- Exercises -
- a) Summarize the visual scripting discussion below in two sentences.
- b) Answer these questions about the visual scripting discussion below.
(i) Which framework does Luna Park now wrap?
(ii) What does roller-coaster.app let people create?
(iii) In the "Point" node example, into which three references might the exit pins be broken?

- Article -

* * *

Hey, author of https://luna-park.app here! (I was wondering where the spike in visits came from ^^'... Thanks a lot for mentioning me!).

Luna Park was indeed a npm package that you could integrate to allow users to build their own logic using visual scripting. In the end, I pivoted, and Luna Park is now a visual scripting wrapper around the Vue.js framework, allowing people to build modern webapps without code. (I also made https://roller-coaster.app to create endpoints using the visual scripting system of Luna Park)

In any case, that's super cool to see people building awesome tools like yours in the visual programming space :) ! I love how Flyde show you what node is running, and the way it executes logic is really interesting!


Haha glad you found this comment! Love your dedication to the amusement park theme, it's rare to see web products take such a "game design" approach.


Yeah, that's part of what I'm talking about, for sure. Being able to, say, click a little expand icon to see other pins that aren't usually necessary, is great for discoverability. I'm not a big fan of library maintainers deciding that I can only use certain inputs for an underlying function that I know has more functionality. Node authors should, of course, be able to guide, but I don't appreciate them having the ability to control.

More than that, though, it's about the difference between 'data references' and 'execution flow'. It's something that Unreal makes very, VERY obvious. Color coding data types, emphasizing execution flow lines, etc. I can't recommend using it as a guide, enough. Whatever problem I've come up with as 'complicated' for visual scripting, they've got an elegant solution for.

Even stuff like being able to 'break' nodes into other nodes, or pins into other pins. So a "Point" node might be useful for sending into a function expecting a Point data type, but you might also want to send just that Point's x or y value to something else. In that scenario, you might 'break' the exit pins into a Point reference, an x reference, and a y reference. It would be cumbersome and unruly to always have that available. But the UX to make it available is straightforward and satisfying.

And then, all of that aside, I just prefer the visual look of pins integrated into the nodes. The extra lines you get from drawing between the pin and the node is messy and since you can't move them independently, they don't really add anything. Just a lot of extra buffer to prevent a 'crowded' feeling. But at least that's not something unique to Unreal. I don't think I've ever seen a visual scripting system that used pins as separate elements. So maybe it's just saturation bias. But I do like what I like!

* * *

- Stored data -
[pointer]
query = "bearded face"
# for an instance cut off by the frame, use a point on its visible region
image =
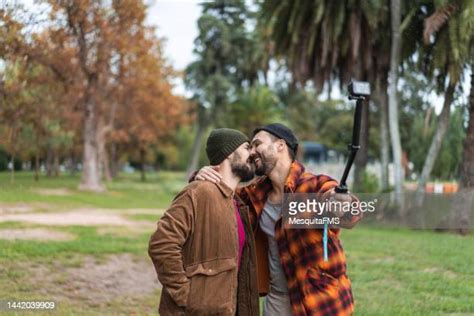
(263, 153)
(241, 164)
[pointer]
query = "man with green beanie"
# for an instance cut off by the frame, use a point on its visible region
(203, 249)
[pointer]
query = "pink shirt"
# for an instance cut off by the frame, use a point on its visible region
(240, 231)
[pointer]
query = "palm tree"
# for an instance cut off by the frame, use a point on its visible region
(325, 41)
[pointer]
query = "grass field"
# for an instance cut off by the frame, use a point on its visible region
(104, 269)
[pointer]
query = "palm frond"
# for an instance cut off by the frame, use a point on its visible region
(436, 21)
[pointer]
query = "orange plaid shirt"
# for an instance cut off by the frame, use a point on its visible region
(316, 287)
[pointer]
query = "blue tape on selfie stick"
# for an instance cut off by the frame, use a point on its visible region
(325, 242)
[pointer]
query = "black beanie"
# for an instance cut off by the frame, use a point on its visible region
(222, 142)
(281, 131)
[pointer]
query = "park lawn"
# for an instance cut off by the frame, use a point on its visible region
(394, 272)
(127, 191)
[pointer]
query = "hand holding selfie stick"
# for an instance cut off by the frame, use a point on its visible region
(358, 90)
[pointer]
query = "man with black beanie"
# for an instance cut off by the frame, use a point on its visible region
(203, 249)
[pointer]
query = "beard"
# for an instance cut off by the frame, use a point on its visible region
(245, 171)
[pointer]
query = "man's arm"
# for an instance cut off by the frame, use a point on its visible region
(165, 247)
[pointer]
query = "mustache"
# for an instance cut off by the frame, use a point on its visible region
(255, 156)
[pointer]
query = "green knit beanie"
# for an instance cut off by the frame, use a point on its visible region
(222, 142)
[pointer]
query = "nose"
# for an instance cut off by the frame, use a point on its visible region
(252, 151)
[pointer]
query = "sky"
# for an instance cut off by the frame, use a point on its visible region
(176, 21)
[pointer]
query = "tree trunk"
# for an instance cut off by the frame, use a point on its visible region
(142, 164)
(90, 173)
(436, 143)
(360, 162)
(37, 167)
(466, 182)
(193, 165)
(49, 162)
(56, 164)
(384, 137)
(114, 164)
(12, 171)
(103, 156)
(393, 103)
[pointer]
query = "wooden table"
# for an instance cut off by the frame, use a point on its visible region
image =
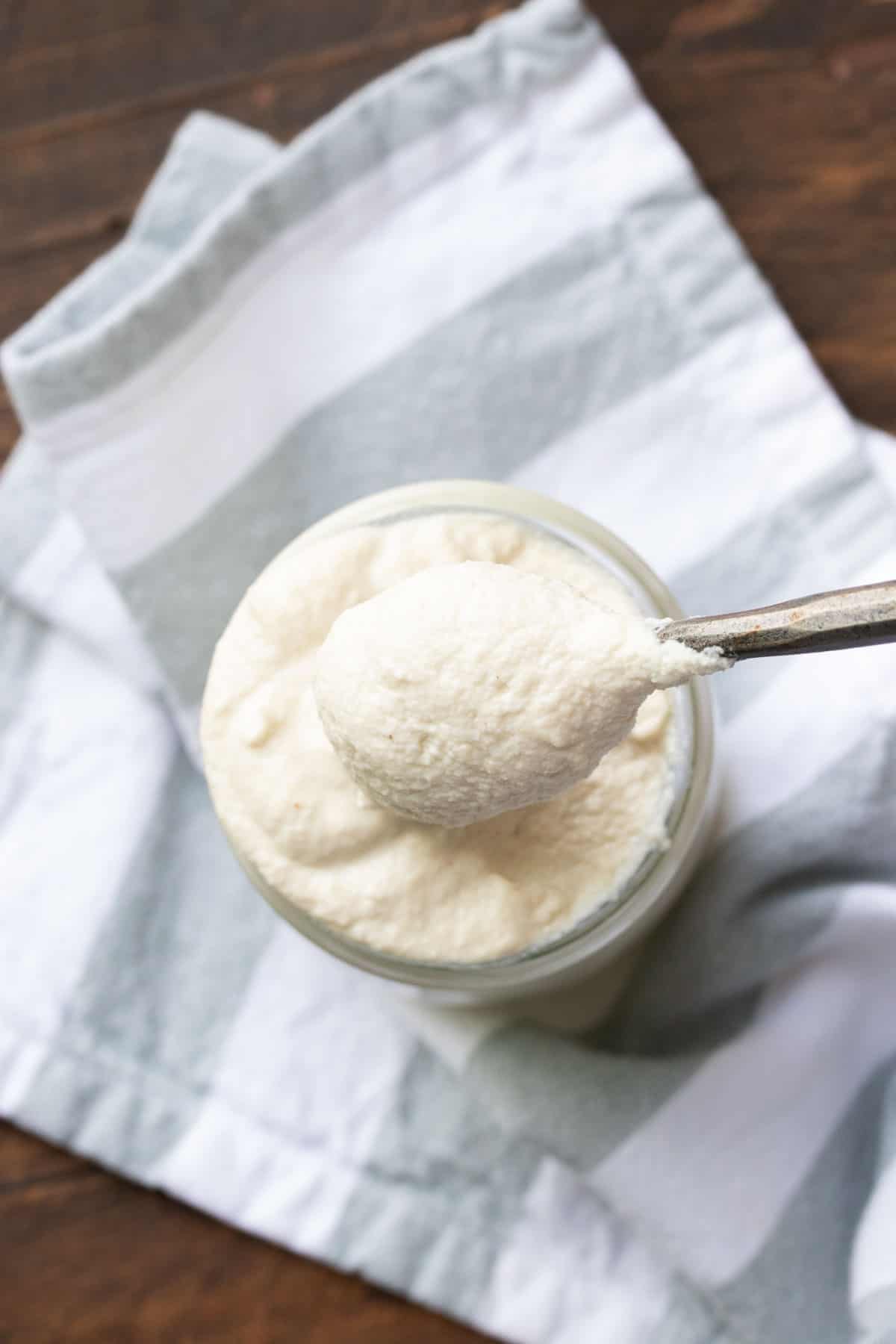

* * *

- Task-by-task results -
- a) The author of Luna Park explains that it began as an npm package for visual scripting and is now a visual scripting wrapper around Vue.js for building modern webapps without code, and praises how Flyde shows which node is running. A reply recommends Unreal as a guide for separating data references from execution flow and for letting nodes and pins be broken into others, and it states a preference for pins integrated into nodes.

- b)
(i) Vue.js
(ii) Endpoints, using the visual scripting system of Luna Park
(iii) A Point reference, an x reference, and a y reference